Exercise task :: Pull out every line in the listing below that contains the string "smile". Case counts.

Data provided ::
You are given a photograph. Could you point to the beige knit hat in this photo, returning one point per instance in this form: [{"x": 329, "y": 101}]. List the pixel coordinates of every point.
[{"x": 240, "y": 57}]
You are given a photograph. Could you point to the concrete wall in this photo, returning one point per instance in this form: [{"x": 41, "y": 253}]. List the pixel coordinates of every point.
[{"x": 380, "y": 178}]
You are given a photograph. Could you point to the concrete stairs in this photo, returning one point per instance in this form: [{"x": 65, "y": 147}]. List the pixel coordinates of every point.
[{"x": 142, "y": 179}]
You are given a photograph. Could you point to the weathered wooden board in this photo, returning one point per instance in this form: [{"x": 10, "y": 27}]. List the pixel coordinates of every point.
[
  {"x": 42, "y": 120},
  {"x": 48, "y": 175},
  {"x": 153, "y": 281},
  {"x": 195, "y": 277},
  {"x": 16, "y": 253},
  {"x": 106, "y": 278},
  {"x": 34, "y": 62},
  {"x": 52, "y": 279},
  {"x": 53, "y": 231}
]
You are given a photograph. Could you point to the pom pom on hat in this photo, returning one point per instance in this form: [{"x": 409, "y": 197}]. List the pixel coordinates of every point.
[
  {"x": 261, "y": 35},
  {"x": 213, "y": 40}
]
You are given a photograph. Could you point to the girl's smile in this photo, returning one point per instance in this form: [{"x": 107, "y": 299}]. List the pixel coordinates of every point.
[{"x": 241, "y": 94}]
...
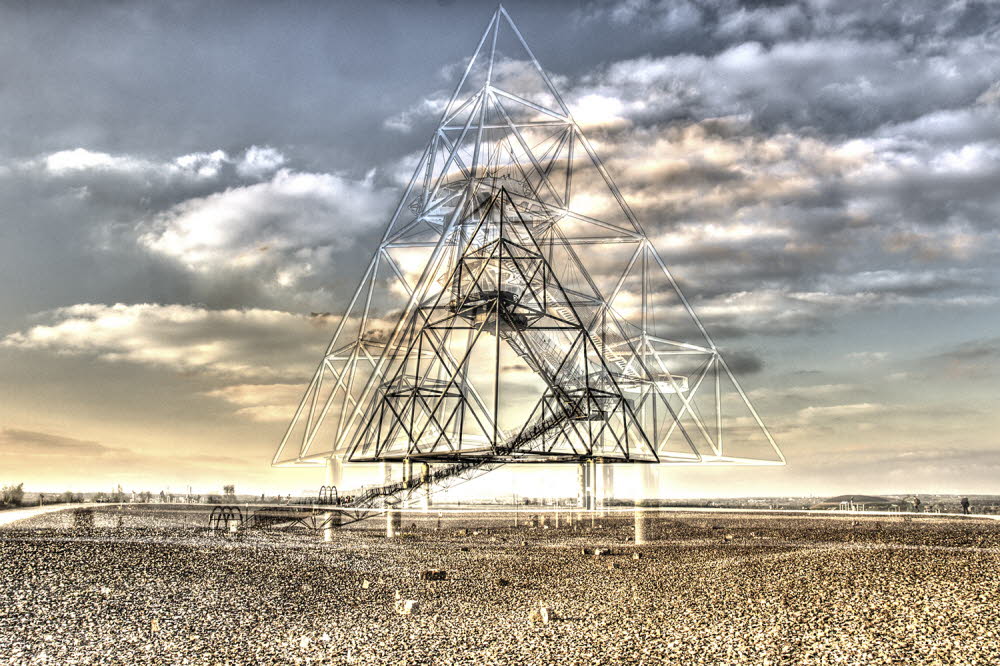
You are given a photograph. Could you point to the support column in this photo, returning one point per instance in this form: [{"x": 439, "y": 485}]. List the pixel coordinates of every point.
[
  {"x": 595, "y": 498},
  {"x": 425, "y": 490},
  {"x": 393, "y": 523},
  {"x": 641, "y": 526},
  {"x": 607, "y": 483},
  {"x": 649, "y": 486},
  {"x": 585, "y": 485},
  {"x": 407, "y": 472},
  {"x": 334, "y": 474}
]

Solution for this problem ::
You are given a photograph. Could you point to the girl's smile in this photo, returning one point per instance in this form: [{"x": 107, "y": 299}]. List the pixel coordinates of every point.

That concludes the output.